* [WORK INSTRUCTION 1]: In the article on the Northwest Corridor Mobility Study, write out the passage that begins at the words "The city has" and stops after "money, she said.", swapping "contract" for "agreement".
* [WORK INSTRUCTION 2]:
Answer these questions from the article on the Northwest Corridor Mobility Study, marking each answer with its letter:
(a) How long will the study take to complete?
(b) Who is president of the Northwest Civic Association?
(c) By how many people is the central Ohio population expected to grow by 2050?
* [WORK INSTRUCTION 3]: From the article on the Northwest Corridor Mobility Study, list every organization named as putting money toward the study.

* [PAGE EXTRACT]:
A major transportation study of northwest Columbus set to begin in December will provide the city and several partner agencies with a glimpse of a region beset by the most complex challenges for design and engineering, officials say.

The Northwest Corridor Mobility Study, which will take 18 months to complete, will identify the best high-capacity transit option to move people efficiently and safely along that corridor, said Debbie Briner, spokeswoman for the Columbus Department of Public Service.

The city has approved a $1 million contract with Kimley-Horn and Associates to lead the project, Briner said. Columbus and the Mid-Ohio Regional Planning Commission will kick in $200,000 each and Ohio State University and the Central Ohio Transit Authority each will contribute $100,000.

Nationwide Insurance, OhioHealth and White Castle are among the largest private contributors that will donate the remainder of the money, she said.

The study will include several steps, such as collecting and analyzing data and identifying and evaluating transit options to determine a preferred one to implement.

"There will be very active stakeholder and community engagement throughout the entire process," Briner said.

The study essentially will center on Olentangy River Road between Bethel and West Broad streets. The city believes the corridor has potential for job growth and connects multiple major institutions and employers, Briner said.

Local agencies are immediately concerned about two problem areas: the state Route 315 interchange at King Avenue and Olentangy River Road at Lennox Town Center and the point where Olentangy River Road becomes Twin Rivers Drive near West Goodale Street, Briner said.

The central Ohio population is expected to grow by 1 million people by 2050, the city says, making it critical to get out in front of transportation issues, Briner said. The Northwest Corridor Mobility Study is expected to be followed by other planning initiatives, she said. Some may begin before the northwest corridor plan is complete, she said.

The planning process will include community engagement to help identify a preferred mobility strategy for a high-capacity transit option and better bicycle and pedestrian connectivity, Briner said.

"In addition, an accompanying transit-friendly development strategy will be created that may recommend land-use planning and zoning changes to better support the transit system identified for the corridor," she said.

Nick Cipiti, president of the Northwest Civic Association, said he endorses the corridor study.

"If we are expecting explosive growth in the coming years, it only makes sense to study and plan for better ways to move people around town," Cipiti said. "I hope light rail is in the discussion."

Briner said many ideas could emerge out of the planning process.

"We're really going into it with an open mind," she said. "I think what they're looking at is just something that can be built within the next five years. Nothing's off the table."

* [DATASET CONTENT]:
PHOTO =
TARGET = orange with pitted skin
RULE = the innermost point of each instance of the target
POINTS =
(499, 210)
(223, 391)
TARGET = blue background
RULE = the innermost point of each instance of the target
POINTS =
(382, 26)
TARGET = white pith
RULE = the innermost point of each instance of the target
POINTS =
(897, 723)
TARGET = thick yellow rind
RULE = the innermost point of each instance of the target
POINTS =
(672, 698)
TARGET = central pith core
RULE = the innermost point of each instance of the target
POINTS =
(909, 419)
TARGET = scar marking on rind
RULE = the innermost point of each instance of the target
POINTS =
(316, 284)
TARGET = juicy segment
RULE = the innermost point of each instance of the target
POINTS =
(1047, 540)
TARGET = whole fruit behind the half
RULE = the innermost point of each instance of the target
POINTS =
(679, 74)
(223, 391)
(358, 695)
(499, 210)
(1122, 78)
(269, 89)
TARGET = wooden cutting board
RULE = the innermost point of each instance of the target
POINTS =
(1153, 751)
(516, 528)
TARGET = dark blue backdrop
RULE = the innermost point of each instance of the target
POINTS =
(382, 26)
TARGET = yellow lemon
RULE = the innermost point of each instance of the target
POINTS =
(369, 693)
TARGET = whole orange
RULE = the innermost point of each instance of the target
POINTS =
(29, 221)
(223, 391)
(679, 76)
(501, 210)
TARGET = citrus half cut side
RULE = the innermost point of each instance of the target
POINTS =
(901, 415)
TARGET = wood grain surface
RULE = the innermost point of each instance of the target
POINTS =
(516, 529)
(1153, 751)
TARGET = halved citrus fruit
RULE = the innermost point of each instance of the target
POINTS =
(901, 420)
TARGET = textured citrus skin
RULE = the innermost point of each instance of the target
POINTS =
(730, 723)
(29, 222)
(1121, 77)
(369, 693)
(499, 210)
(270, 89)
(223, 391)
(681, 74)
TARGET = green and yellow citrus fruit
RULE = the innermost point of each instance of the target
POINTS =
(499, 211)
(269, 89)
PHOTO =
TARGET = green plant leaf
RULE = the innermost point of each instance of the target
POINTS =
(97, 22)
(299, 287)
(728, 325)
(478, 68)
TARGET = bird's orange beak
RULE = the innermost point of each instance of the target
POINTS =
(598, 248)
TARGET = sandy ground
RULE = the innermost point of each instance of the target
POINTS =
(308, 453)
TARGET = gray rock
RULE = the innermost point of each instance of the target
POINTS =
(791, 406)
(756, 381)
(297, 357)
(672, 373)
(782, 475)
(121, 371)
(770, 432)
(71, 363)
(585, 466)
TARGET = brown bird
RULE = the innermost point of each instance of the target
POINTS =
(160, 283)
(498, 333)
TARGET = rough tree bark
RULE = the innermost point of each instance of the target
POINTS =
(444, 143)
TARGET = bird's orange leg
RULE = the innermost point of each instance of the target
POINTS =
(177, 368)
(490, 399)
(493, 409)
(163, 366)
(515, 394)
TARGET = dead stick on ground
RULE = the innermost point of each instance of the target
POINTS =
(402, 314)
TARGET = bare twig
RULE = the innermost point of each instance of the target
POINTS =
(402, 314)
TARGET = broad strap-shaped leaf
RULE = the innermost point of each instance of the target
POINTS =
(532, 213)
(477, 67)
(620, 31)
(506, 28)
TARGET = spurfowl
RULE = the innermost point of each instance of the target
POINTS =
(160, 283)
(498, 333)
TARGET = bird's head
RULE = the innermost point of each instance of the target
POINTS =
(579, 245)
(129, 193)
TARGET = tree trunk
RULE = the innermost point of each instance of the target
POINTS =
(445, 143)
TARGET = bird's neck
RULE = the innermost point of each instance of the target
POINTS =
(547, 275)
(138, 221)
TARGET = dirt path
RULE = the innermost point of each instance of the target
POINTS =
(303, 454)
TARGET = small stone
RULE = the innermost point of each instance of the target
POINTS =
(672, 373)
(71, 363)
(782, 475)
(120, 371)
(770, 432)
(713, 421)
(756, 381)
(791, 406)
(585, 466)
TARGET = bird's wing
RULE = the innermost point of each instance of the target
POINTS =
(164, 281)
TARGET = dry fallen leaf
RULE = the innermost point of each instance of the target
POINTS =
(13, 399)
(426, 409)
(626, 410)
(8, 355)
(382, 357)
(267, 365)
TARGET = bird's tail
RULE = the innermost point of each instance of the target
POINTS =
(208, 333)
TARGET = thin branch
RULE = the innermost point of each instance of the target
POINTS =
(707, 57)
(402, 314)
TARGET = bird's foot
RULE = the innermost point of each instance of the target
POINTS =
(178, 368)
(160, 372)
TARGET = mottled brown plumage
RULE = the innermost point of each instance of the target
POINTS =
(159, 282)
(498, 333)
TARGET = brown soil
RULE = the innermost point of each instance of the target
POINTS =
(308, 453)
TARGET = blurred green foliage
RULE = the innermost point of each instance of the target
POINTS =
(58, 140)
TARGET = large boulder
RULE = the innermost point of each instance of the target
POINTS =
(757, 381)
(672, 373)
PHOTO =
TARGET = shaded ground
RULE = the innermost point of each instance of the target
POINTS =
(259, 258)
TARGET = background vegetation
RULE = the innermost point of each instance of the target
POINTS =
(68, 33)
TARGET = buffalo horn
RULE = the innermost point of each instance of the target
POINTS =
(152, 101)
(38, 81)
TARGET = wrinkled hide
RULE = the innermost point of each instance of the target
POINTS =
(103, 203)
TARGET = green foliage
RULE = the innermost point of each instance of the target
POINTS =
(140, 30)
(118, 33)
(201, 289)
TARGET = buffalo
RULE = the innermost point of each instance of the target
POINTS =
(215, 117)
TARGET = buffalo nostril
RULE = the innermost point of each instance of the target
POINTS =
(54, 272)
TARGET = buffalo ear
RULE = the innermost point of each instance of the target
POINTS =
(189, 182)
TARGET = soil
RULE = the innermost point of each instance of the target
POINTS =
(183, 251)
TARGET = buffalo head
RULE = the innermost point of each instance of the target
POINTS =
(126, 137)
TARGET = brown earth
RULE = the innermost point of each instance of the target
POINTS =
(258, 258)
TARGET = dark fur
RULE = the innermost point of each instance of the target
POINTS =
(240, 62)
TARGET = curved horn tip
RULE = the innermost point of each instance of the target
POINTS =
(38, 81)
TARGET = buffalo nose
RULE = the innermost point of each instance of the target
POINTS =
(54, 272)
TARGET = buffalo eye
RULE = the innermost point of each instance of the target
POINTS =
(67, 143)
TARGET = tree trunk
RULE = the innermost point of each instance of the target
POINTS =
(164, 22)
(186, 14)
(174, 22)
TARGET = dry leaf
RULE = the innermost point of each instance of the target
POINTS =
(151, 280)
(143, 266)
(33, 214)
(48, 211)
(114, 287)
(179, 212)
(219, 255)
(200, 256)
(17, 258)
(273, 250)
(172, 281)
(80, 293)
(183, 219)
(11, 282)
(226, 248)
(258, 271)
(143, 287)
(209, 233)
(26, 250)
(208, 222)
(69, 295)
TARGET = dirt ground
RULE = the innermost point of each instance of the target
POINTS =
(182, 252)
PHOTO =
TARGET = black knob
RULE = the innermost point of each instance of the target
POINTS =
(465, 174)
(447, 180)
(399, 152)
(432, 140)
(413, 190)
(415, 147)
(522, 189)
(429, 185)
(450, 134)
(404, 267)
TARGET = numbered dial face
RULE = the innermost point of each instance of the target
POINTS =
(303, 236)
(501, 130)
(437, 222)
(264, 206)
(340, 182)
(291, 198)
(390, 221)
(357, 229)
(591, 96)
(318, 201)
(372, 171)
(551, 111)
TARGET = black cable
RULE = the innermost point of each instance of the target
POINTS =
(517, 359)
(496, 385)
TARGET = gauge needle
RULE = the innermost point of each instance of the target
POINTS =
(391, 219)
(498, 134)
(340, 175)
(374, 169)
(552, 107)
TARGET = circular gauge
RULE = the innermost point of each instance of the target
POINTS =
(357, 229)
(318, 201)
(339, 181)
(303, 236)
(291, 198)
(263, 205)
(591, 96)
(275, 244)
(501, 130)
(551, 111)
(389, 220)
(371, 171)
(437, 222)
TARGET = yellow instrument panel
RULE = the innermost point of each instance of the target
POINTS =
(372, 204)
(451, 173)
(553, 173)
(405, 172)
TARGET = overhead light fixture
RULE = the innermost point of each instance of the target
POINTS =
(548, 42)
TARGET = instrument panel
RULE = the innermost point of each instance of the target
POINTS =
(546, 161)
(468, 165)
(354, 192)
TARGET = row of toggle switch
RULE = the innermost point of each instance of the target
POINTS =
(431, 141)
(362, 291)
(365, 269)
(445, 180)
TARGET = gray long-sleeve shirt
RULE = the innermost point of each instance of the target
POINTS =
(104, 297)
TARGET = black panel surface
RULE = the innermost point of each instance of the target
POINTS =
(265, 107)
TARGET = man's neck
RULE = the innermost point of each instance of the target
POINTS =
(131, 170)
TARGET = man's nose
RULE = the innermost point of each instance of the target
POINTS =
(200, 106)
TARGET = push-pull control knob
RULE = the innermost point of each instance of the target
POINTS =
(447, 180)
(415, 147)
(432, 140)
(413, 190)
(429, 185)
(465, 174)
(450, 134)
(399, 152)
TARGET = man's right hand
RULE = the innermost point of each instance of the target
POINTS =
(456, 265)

* [TASK RESULT 1]:
The city has approved a $1 million agreement with Kimley-Horn and Associates to lead the project, Briner said. Columbus and the Mid-Ohio Regional Planning Commission will kick in $200,000 each and Ohio State University and the Central Ohio Transit Authority each will contribute $100,000.

Nationwide Insurance, OhioHealth and White Castle are among the largest private contributors that will donate the remainder of the money, she said.

* [TASK RESULT 2]:
(a) 18 months
(b) Nick Cipiti
(c) 1 million people

* [TASK RESULT 3]:
- Columbus
- Mid-Ohio Regional Planning Commission
- Ohio State University
- Central Ohio Transit Authority
- Nationwide Insurance
- OhioHealth
- White Castle